*Assigned task:*
From the news passage about Bury below, list every measure that the council leader calls key to driving down infection rates.
─── Passage for review ───
Bury finally received extra support to help drive down the town’s alarming coronavirus infection rate.

The town, along with the whole of Greater Manchester, was categorised as an ‘enhanced response area’ by the Government because of the high infection rates and the fast spread of the Indian variant in the region.

Bury Council leader Eammon O’Brien said that surge vaccinations, along with a strong testing system and self-isolation support, is key to driving down infection rates.


Ambitious plans to transform Radcliffe Town Centre and create a new vibrant hub within Bury Market were revealed this month

Images released showed the radical transformation of Radcliffe’s existing 1960s precinct into a modern leisure, health and retail complex ­— and the development of a new ‘flexi -hall’ with Bury Market which will host pop-up stalls, live performances and community events.
─── Supplied material ───
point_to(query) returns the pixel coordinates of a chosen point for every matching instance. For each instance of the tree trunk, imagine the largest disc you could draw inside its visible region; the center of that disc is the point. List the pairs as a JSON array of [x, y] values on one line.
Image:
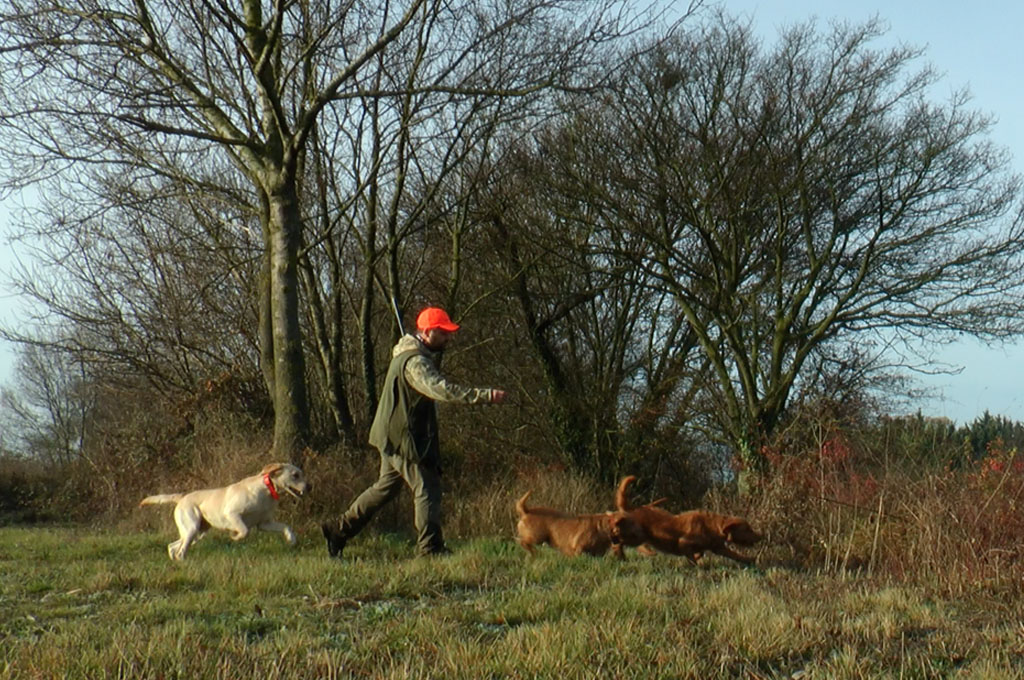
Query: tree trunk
[[291, 407]]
───
*Output of the exercise:*
- Surge vaccinations
- A strong testing system
- Self-isolation support